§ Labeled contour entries
|---|
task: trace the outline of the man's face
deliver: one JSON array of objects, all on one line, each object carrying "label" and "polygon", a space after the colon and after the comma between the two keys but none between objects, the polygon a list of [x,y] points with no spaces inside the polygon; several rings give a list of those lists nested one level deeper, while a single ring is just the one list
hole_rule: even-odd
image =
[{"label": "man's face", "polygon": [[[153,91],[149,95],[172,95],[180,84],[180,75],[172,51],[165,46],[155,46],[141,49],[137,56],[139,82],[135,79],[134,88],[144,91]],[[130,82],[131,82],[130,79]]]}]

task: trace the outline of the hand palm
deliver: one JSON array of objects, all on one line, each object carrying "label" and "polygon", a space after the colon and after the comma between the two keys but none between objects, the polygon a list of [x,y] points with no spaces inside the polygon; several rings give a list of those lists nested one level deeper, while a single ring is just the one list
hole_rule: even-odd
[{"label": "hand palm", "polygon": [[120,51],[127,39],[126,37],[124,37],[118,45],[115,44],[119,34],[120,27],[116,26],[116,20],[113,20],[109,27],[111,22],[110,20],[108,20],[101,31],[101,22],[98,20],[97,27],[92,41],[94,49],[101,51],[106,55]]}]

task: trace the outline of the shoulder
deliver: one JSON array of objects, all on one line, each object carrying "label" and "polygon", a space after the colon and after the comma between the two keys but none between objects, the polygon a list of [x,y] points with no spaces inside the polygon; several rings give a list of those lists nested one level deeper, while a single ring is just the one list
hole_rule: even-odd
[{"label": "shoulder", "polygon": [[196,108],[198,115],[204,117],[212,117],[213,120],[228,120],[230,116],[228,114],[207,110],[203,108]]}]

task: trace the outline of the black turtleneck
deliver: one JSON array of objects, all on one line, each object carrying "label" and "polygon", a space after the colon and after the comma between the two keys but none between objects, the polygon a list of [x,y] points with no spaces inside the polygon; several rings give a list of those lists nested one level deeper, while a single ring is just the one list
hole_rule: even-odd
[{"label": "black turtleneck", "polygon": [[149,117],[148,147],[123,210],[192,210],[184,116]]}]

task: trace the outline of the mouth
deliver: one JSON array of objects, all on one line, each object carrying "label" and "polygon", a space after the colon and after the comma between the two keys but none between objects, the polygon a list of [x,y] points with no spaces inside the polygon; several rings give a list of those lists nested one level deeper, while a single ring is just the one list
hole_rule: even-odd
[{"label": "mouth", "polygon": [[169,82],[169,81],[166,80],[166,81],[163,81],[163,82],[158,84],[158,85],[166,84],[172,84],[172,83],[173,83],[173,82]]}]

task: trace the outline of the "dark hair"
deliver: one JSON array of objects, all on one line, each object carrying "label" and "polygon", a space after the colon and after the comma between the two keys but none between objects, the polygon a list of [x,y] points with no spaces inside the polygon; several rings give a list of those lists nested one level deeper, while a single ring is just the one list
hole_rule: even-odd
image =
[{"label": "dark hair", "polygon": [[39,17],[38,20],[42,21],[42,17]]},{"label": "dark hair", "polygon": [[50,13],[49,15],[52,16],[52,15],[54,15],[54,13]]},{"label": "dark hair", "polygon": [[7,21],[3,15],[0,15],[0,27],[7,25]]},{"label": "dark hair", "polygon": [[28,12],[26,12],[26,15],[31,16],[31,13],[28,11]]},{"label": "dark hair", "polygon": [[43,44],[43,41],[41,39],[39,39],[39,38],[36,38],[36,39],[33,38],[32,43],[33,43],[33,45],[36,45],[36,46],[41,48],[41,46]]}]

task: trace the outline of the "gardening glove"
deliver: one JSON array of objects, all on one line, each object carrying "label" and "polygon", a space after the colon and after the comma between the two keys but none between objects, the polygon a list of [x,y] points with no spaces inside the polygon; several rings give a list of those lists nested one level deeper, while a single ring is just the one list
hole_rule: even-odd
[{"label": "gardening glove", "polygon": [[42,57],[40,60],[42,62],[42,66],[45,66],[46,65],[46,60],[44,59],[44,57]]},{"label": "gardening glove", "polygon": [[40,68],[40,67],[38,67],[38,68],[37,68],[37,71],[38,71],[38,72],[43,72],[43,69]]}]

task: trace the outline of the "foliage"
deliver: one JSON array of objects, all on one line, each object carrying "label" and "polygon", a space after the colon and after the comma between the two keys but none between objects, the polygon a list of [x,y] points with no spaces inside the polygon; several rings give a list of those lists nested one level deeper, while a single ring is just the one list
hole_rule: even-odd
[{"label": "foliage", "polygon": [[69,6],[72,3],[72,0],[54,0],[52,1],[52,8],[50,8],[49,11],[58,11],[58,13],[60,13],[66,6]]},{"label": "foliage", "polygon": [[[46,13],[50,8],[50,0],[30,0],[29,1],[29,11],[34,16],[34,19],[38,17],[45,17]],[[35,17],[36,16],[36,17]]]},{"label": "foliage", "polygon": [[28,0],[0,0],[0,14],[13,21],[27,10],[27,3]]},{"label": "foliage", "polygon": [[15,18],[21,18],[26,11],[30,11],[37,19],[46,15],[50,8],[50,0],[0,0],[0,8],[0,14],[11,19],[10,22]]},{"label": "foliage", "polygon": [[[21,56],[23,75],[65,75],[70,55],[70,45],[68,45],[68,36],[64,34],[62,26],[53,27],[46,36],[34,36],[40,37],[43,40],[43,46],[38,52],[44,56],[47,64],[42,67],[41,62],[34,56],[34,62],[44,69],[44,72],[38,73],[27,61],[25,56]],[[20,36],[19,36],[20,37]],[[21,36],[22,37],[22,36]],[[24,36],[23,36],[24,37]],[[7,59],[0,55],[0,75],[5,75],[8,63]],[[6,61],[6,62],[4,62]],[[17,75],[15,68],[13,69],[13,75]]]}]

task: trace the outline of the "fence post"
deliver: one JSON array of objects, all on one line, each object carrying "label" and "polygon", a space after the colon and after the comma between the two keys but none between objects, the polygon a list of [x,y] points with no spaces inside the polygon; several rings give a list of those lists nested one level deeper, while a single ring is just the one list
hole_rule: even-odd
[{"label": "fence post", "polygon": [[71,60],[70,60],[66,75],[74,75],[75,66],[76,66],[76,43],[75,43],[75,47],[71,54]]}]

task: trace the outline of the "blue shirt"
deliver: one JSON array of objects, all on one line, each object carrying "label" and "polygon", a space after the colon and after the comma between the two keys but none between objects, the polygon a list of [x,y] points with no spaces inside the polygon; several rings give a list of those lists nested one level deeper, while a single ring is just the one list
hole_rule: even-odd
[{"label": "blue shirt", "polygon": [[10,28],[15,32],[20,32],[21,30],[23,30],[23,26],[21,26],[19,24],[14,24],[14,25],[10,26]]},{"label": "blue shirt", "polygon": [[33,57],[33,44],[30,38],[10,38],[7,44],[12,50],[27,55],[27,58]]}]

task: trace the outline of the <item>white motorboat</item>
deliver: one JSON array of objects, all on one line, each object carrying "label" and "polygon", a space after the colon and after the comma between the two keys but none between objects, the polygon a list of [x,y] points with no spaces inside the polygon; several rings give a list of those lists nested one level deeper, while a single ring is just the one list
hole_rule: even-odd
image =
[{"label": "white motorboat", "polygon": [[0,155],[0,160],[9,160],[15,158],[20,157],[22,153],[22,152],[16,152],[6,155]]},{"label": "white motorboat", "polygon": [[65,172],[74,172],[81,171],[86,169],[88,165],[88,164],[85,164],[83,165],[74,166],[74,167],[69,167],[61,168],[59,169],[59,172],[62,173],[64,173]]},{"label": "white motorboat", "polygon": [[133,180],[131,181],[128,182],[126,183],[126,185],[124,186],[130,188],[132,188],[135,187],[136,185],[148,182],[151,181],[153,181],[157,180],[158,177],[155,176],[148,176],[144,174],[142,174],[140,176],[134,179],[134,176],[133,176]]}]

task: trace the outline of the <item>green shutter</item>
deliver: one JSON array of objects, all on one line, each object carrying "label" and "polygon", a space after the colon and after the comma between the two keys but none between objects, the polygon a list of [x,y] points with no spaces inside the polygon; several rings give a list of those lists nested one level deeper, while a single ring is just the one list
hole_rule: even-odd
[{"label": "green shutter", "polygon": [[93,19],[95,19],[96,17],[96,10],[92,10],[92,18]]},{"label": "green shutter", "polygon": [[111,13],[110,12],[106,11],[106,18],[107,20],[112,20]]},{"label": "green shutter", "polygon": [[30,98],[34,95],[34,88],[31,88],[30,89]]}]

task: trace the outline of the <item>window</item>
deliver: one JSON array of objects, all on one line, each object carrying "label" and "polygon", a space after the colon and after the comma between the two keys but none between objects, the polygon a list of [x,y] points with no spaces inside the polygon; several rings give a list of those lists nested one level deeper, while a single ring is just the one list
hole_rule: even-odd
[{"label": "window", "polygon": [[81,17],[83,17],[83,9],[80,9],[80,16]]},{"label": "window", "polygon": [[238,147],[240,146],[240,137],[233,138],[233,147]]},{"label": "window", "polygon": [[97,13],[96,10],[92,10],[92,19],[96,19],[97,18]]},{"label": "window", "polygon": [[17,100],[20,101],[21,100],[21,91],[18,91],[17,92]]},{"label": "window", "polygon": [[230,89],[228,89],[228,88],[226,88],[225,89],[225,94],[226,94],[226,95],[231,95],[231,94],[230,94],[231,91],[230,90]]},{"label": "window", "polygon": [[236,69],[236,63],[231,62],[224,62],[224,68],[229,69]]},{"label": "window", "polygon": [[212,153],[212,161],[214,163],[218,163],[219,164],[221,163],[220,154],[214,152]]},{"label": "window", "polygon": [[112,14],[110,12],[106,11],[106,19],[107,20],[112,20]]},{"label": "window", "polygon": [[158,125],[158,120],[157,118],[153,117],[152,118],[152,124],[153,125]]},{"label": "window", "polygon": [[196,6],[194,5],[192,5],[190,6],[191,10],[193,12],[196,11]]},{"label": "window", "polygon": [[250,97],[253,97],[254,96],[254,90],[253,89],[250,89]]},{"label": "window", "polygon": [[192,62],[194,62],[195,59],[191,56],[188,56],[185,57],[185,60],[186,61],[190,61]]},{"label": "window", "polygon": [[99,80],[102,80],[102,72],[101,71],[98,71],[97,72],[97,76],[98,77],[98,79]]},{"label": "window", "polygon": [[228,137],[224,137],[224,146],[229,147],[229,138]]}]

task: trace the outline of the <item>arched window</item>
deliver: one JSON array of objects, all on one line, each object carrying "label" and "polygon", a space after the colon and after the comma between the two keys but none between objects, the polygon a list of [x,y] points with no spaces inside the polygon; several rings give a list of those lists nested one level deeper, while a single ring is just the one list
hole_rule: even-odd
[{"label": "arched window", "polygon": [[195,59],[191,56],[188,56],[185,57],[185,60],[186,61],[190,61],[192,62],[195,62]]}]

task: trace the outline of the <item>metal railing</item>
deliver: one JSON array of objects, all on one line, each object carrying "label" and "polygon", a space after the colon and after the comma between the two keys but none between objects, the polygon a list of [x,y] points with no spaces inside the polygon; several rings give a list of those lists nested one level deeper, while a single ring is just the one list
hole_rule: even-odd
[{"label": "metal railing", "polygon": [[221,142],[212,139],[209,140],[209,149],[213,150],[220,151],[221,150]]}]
|---|
§ What needs to be done
Extract the closing run of lines, starting with the one containing "task: trace the outline of the <item>metal" and ending at the last, exactly as written.

§ Final result
task: trace the outline of the <item>metal railing</item>
deliver: one JSON array of objects, all on one line, each object carrying "label" and "polygon", a space after the colon and after the comma between the two keys but none between objects, the polygon a list of [x,y] points with no spaces inside the polygon; several rings give a list of those lists nested one level deeper, while a single ring is just the one list
hole_rule: even-odd
[{"label": "metal railing", "polygon": [[221,142],[212,139],[209,140],[209,149],[213,150],[220,151],[221,150]]}]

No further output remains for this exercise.